**Task to carry out**
An exact repetition of the data is required; no picture should appear in it.

Phrase grounding data:
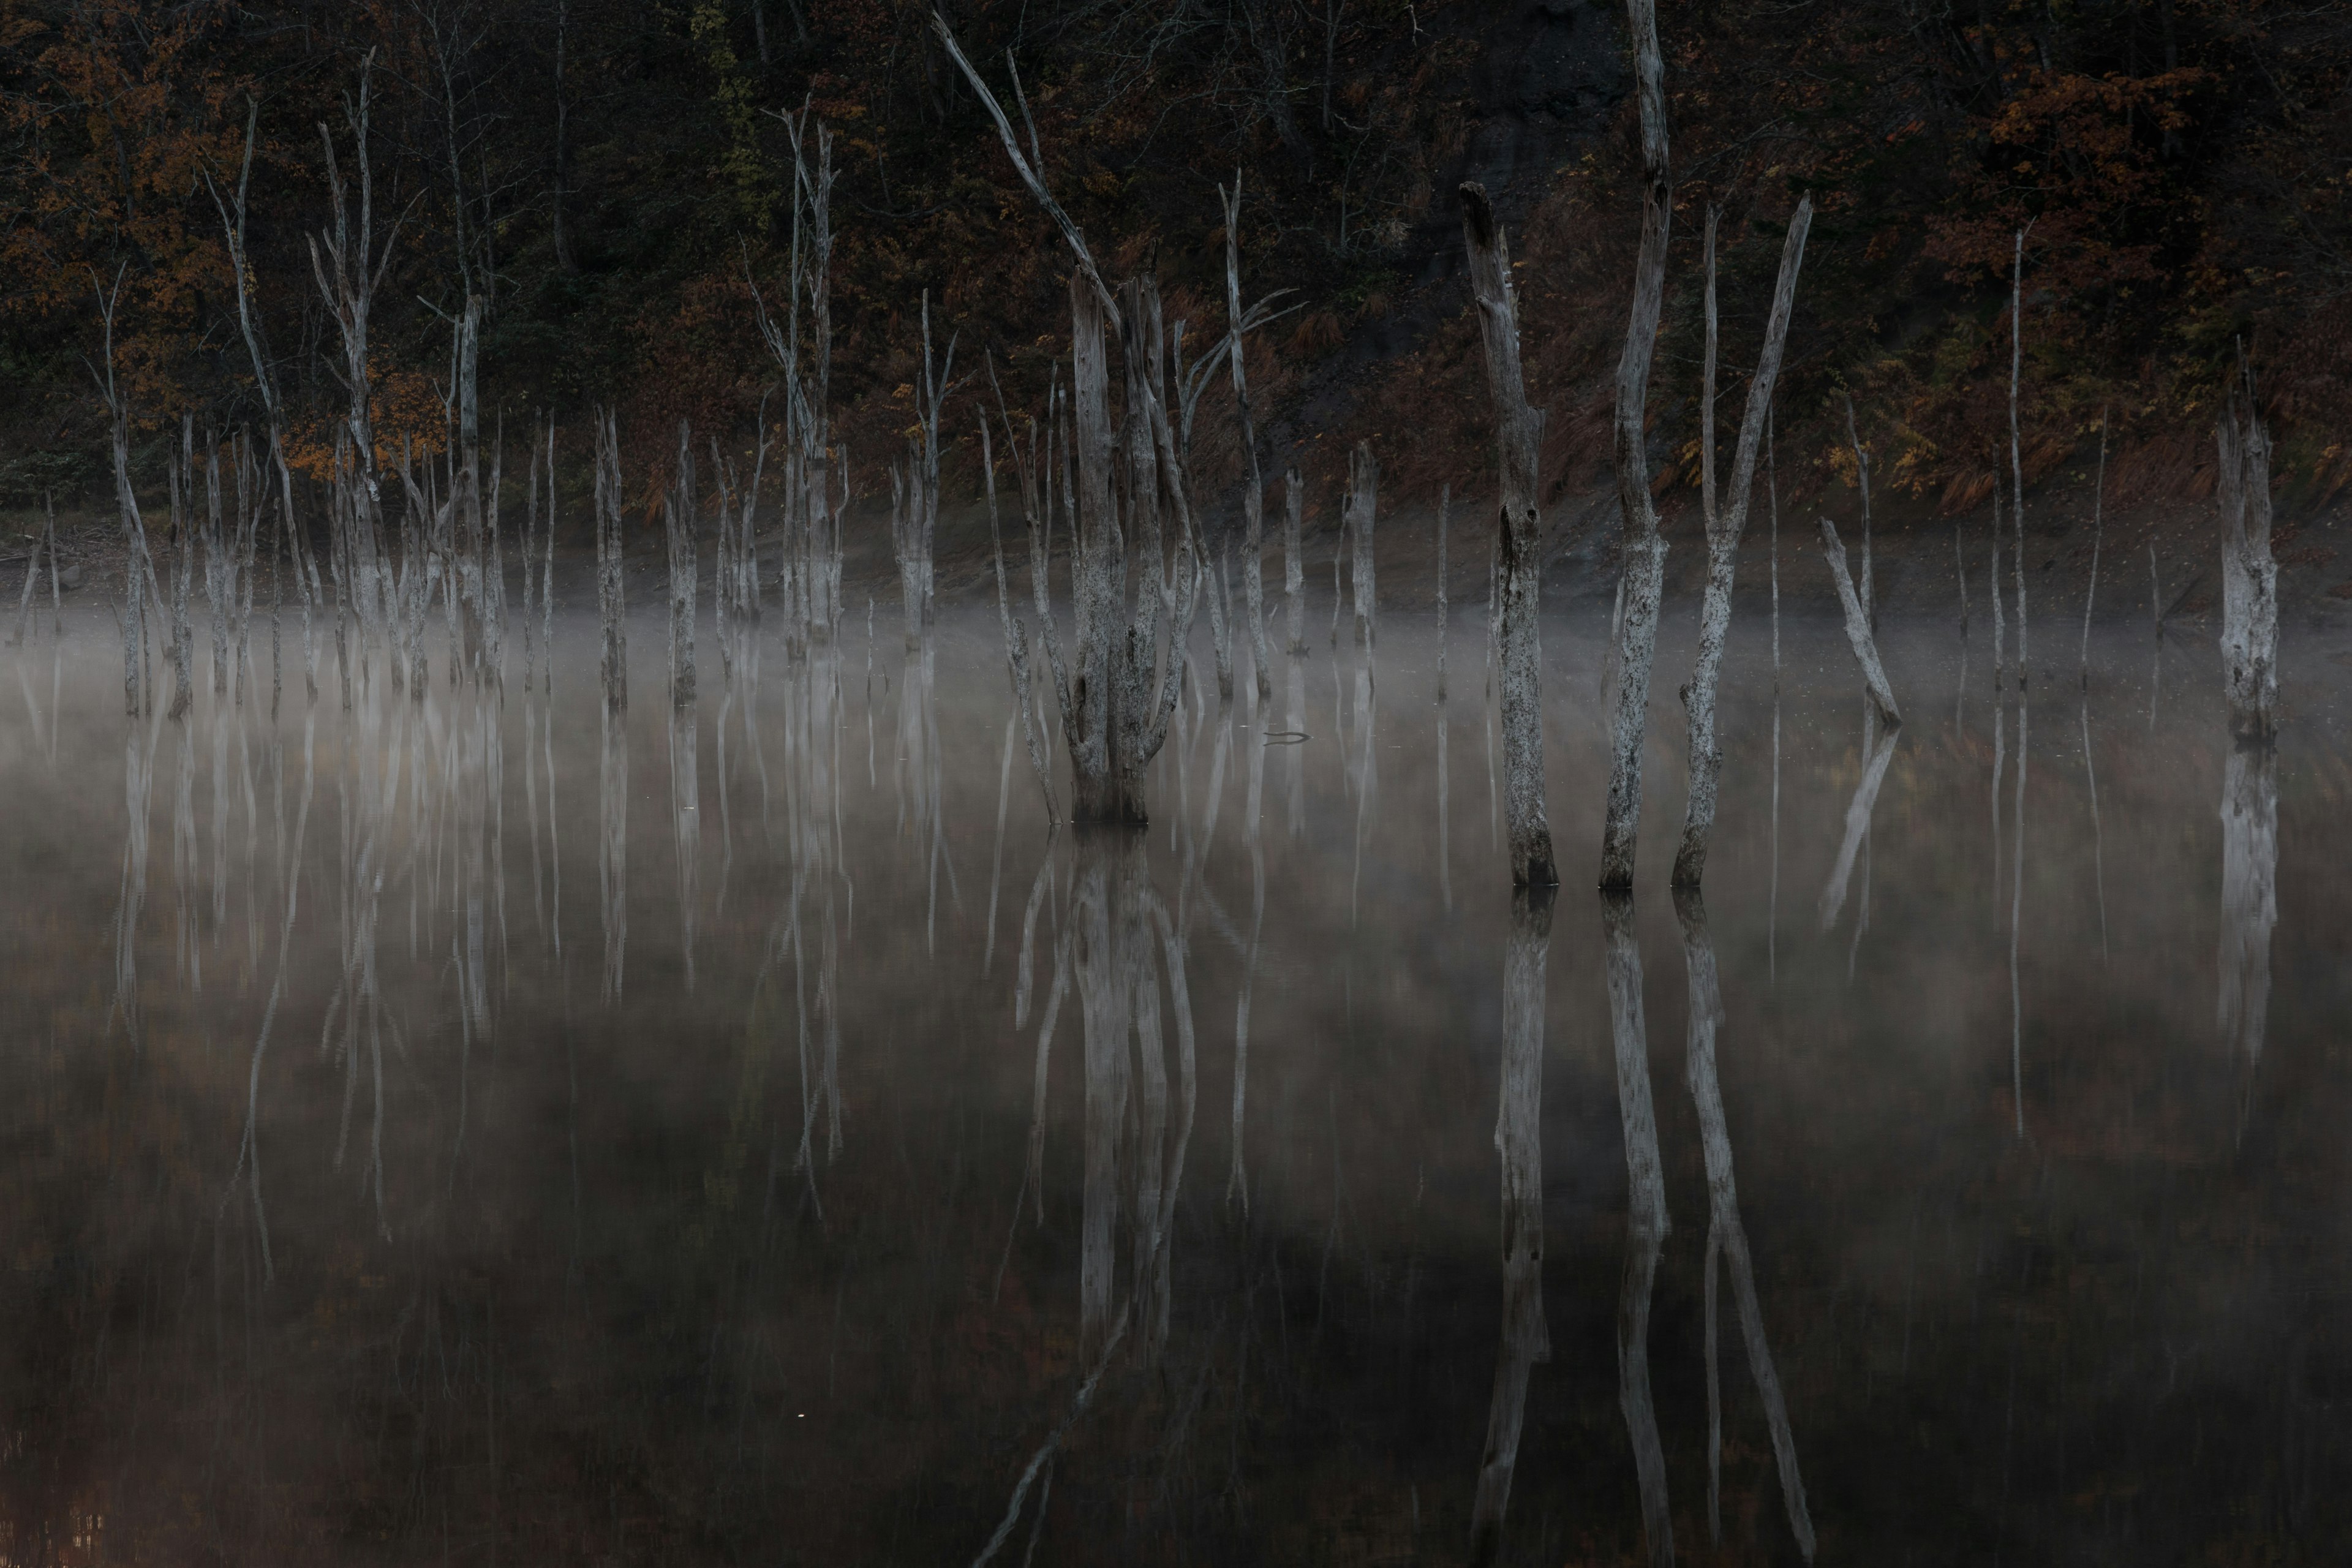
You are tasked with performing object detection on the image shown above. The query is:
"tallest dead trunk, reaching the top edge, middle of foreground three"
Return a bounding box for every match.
[1602,0,1675,889]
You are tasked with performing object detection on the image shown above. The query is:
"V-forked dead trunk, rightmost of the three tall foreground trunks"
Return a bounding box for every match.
[1675,197,1814,886]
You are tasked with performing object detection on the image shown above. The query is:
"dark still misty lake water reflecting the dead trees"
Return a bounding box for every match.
[0,597,2352,1563]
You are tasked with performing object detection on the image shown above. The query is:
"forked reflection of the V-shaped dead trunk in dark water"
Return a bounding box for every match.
[1675,889,1814,1561]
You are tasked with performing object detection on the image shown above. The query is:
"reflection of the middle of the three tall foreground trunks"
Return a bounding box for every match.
[1602,893,1675,1563]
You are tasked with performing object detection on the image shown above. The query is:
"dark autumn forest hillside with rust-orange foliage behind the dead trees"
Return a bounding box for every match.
[0,0,2352,526]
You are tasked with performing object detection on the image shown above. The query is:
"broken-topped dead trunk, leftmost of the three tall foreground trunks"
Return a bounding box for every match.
[1461,183,1552,886]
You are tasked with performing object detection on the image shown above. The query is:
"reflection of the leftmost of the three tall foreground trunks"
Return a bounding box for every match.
[1470,886,1555,1563]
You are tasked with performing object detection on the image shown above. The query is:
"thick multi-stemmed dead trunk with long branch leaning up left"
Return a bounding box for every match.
[932,12,1204,823]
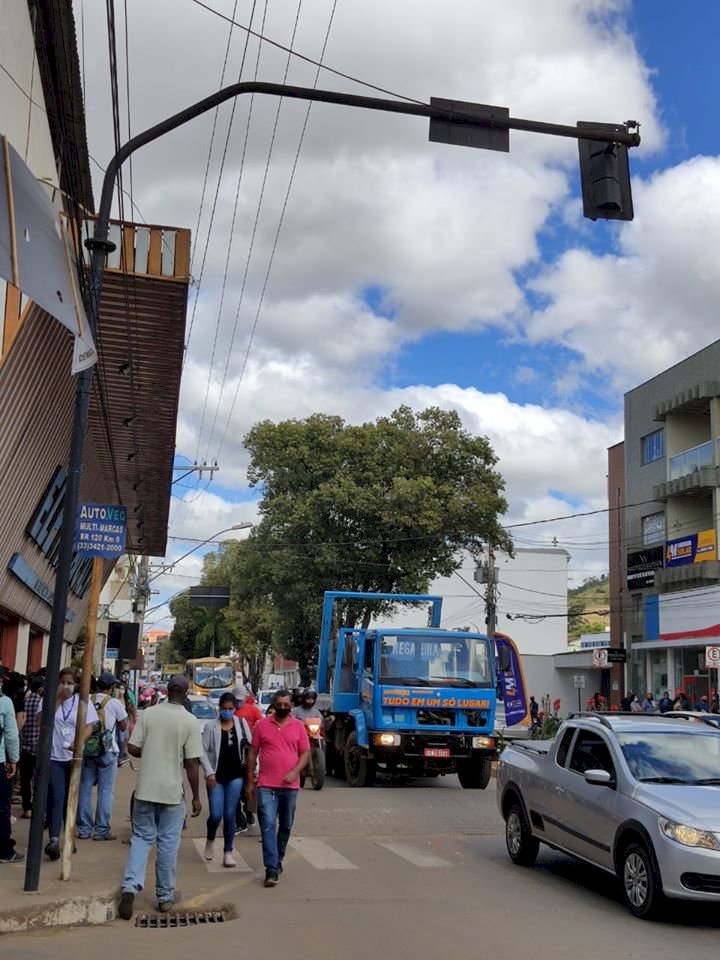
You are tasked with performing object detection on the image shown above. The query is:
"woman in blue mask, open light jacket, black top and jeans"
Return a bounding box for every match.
[200,693,251,867]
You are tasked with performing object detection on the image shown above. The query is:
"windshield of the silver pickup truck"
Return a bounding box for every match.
[617,727,720,784]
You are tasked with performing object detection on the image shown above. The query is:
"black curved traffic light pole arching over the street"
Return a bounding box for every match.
[24,81,640,891]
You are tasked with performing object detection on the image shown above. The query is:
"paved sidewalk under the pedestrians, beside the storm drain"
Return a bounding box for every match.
[0,764,253,942]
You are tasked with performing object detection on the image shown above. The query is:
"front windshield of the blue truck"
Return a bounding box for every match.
[380,634,492,687]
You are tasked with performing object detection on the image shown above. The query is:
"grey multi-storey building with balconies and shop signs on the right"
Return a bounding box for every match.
[608,341,720,701]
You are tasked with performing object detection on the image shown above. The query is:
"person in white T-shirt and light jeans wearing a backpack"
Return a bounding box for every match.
[77,673,128,840]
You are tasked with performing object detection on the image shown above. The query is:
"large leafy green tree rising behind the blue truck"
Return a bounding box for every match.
[245,407,512,679]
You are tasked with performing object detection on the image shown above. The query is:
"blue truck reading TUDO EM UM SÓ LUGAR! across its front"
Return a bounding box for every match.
[317,591,510,790]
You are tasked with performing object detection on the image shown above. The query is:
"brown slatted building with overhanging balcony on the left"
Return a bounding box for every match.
[0,0,190,671]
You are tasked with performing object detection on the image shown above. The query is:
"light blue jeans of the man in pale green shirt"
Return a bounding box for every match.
[122,798,185,903]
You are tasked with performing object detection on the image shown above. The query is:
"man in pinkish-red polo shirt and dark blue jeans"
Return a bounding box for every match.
[247,690,310,887]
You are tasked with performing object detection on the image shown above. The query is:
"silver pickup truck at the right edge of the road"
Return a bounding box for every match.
[497,713,720,918]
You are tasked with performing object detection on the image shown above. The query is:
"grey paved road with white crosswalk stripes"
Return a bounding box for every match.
[0,777,720,960]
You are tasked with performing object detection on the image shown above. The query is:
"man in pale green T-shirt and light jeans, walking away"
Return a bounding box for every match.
[118,676,203,920]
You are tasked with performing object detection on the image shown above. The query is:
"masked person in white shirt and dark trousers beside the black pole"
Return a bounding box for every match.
[40,667,98,860]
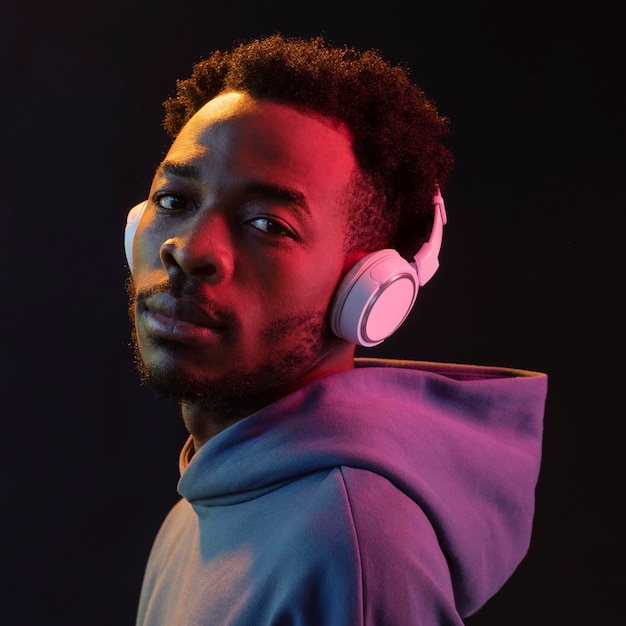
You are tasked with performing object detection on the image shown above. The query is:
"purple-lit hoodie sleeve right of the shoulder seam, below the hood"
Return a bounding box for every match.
[342,467,461,624]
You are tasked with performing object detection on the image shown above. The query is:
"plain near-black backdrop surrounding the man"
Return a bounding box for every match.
[0,0,626,626]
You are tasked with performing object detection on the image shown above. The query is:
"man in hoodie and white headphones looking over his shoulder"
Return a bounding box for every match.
[126,35,546,626]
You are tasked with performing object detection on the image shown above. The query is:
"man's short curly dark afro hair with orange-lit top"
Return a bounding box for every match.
[164,34,454,259]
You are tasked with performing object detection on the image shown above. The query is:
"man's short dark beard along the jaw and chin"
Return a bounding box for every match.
[127,279,337,416]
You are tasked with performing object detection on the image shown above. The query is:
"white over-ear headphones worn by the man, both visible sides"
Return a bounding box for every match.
[124,188,447,347]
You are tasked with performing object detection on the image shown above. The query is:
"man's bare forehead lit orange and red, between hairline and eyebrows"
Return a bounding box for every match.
[161,92,356,202]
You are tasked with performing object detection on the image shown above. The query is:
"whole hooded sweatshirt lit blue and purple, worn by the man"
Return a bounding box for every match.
[137,359,547,626]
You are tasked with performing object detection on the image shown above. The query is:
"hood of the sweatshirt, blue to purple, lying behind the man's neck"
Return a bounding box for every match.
[179,359,547,615]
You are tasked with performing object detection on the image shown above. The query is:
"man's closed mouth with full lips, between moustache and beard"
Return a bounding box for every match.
[138,293,227,345]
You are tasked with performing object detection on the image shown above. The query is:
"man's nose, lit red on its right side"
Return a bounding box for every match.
[160,216,234,283]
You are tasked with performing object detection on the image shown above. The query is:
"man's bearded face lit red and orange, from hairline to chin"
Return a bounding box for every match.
[131,93,357,404]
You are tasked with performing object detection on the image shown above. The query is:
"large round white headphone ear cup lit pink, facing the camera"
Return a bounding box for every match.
[330,249,419,347]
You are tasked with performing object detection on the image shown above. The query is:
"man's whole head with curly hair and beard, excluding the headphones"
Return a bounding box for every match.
[129,37,450,424]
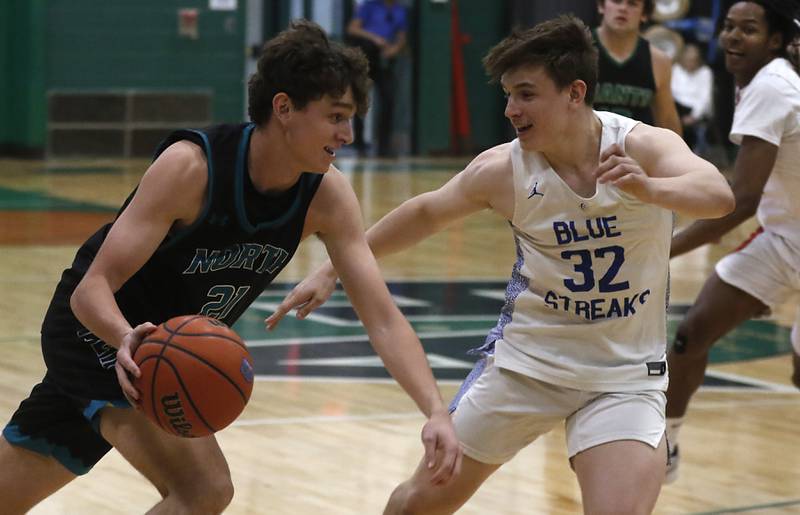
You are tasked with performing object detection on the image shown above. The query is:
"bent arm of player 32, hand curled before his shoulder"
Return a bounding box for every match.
[596,124,734,218]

**Response for this exercise**
You are tasked with performing object detection on the image shown above. The query is:
"tallest dead trunk, reaching the top edge, middle of foreground three"
Return a bounding box for every match.
[1602,0,1675,889]
You are tasked with performing object detection on the image shown above. The query is:
"V-forked dead trunk, rightmost of the three tall foreground trunks"
Return a bounding box for every match.
[1675,197,1814,886]
You are tasked with performing object detection on the image shown above. The query is:
"dark still misty lake water reflecting the dead trees"
Return a bounding box for every match.
[0,597,2352,1563]
You are tasked with performing object detection on the image shown above. The query is:
"forked reflection of the V-shaped dead trunk in dark water"
Return a bounding box for every match.
[1675,889,1814,1561]
You are tasked with performing object detection on the image shown above. The query is:
"reflection of the middle of the three tall foreground trunks"
Return a bounding box for every match.
[1602,893,1675,1563]
You are tasked with performing object detection on the image shown above. The query is:
"dark autumn forest hillside with rust-orange foliage behind the dead trees"
Return a bounding box for every match.
[0,0,2352,526]
You are tasked with performing object detection on the image shown above. The query is:
"broken-topped dead trunk, leftmost of the three tall foreground trunks"
Return a bounding box for every match.
[1461,183,1552,886]
You are tasked with performing object detection on the image shown above. The query is:
"reflection of the leftmost of the three tall foreground trunks"
Return a bounding box for every match.
[1470,886,1555,1563]
You are tasked with performing object detection on the image shown above. The query is:
"thick multi-stemmed dead trunk with long branch leaning up left"
Return a bounding box for every match.
[932,12,1204,823]
You are tasked with performing object detection on the image shown above. The query is:
"woman in blue mask, open light jacket, black top and jeans"
Return a bounding box for every match.
[200,693,251,867]
You are tasked with performing object detection on the image shown above. The query is:
"windshield of the silver pickup truck"
Return a bounding box for every match.
[617,727,720,784]
You are tasked with performing object detection on the image shown above. The query is:
"black curved traffic light pole arching over the street"
Return a bounding box for every match.
[24,81,640,891]
You are tasked with performing object detection on the image shown above. The query is:
"paved sidewalk under the pedestrians, beside the storm drain"
Return a bounding box for every match.
[0,764,253,942]
You are tasked with performing object detection on the image shown above. The query is:
"front windshield of the blue truck"
Return a bounding box for every match.
[380,634,492,687]
You are tasked with performing object detection on the image shown above. The query is:
"grey multi-storey building with balconies and shop signs on the right"
Return a bounding box for every match.
[608,341,720,701]
You are tasked with performing object detection on the image shown above. The query is:
"person in white T-shirt and light jeans wearing a backpack"
Return a bounding box for every match.
[77,673,128,840]
You are tasked with performing object detection on the image shown above. The query is:
"large leafy green tree rising behind the blue truck"
Return a bounding box for every match.
[245,407,512,679]
You are tasked with performing object detection on the image shown above. The query is:
"blue truck reading TUDO EM UM SÓ LUGAR! across its front"
Return a bounding box for every match.
[317,591,510,790]
You are tasked with performing object detection on the image shown above. The query is:
"brown slatted building with overhanging balcony on the left"
Return a bounding box for every match.
[0,0,190,671]
You are tasked with performing object detection on the image shown above. The query is:
"light blue jeans of the man in pale green shirt"
Return a bounding box for every match.
[122,798,185,903]
You are tasked with performing object detection on the image shown above. The query is:
"man in pinkish-red polo shirt and dark blue jeans"
Return a bounding box for every match.
[247,690,310,887]
You are tasked with performing object detection on the image shown above. The query is:
"silver pickup truck at the right edge of the road"
Return a bounding box for every match.
[497,713,720,918]
You are tasked with performing object detection on the image shown above. The query is:
"grey paved road with white crosswalk stripes"
Return a bounding box for every match.
[0,777,720,960]
You are tasked with performing object detection on the image shown above. The query is:
"man in pale green T-shirt and light jeans, walking away"
Return a bounding box for every match.
[118,676,203,920]
You are tasked with performing object detection on the image shown above. The query is:
"masked person in white shirt and dark trousers beside the black pole"
Return a bounding box for every match.
[40,667,98,860]
You are tasked with performing object detection on the image shown above. The query is:
"purple-lit hoodie sleeve right of the shoulder seam, below the hood"
Return a bounding box for every match.
[342,467,461,624]
You are tasked with performing object detection on the image shown above. The query is:
"plain near-black backdrop surrounding the man"
Return a bounding box for every match.
[0,0,626,626]
You are tasked with performing object detection on the image shown above. The query is:
"man in hoodie and white headphones looking over his shoulder"
Return a bounding box for every match.
[126,35,546,626]
You are tasked with performing object detection on the image shown above. The query is:
"man's short curly dark afro hair with orange-lit top"
Return a bounding box for every match.
[164,34,454,259]
You are tasked with performing object detection on the image shown above. The query is:
"man's short dark beard along the jaw and chin"
Return a bounding box for every match.
[127,279,337,416]
You are tasked with performing object detection on the image shown above. The query is:
"white over-ear headphones worn by the man, both visible sides"
Return a bounding box for every match.
[124,188,447,347]
You are tasked with performing object detection on the image shown above. The query is:
"man's bare forehead lit orange and red, between hairline and eyebrows"
Return a bounding box for every match.
[161,92,356,202]
You are tasked with performing object detection on the image shown above. The query is:
"whole hooded sweatshirt lit blue and purple, worn by the man"
Return a bounding box for every match.
[137,359,547,626]
You are tasked with performing object detection on the image shown above. The query is:
"hood of the sweatshirt, blue to purple, lying behind the man's neck"
Return a bounding box for every match.
[179,359,547,615]
You are tasked with performing object detection on the image shown above. The query is:
"man's closed mouth with full lips, between moustache and beard"
Return a bounding box for every match.
[138,293,227,345]
You are tasked with performing object detection on the image shown above. The query is:
"man's nose, lit red on its right side"
Return a bounding box for every match.
[160,216,234,283]
You are tasked with performing object detection on the image shown above. The query is:
"man's bearded face lit red and orange, from hairline to chin"
Return a bounding box for every match.
[131,93,357,404]
You are tasked with performing object detection on the image shown above. The query is:
"large round white headphone ear cup lit pink, facing the camera"
Return a bounding box for every match.
[330,249,419,347]
You are tasked with performing object detection on the image shown above. The query is:
"man's whole head with curly hair and beard, excluding the headphones"
Return a bounding box for every match.
[129,37,450,424]
You are tasked with performing object detection on the image shown above. The query is:
"bent arm of player 32, hand curled before his shoulder"
Return a bounding box for every match.
[596,124,734,218]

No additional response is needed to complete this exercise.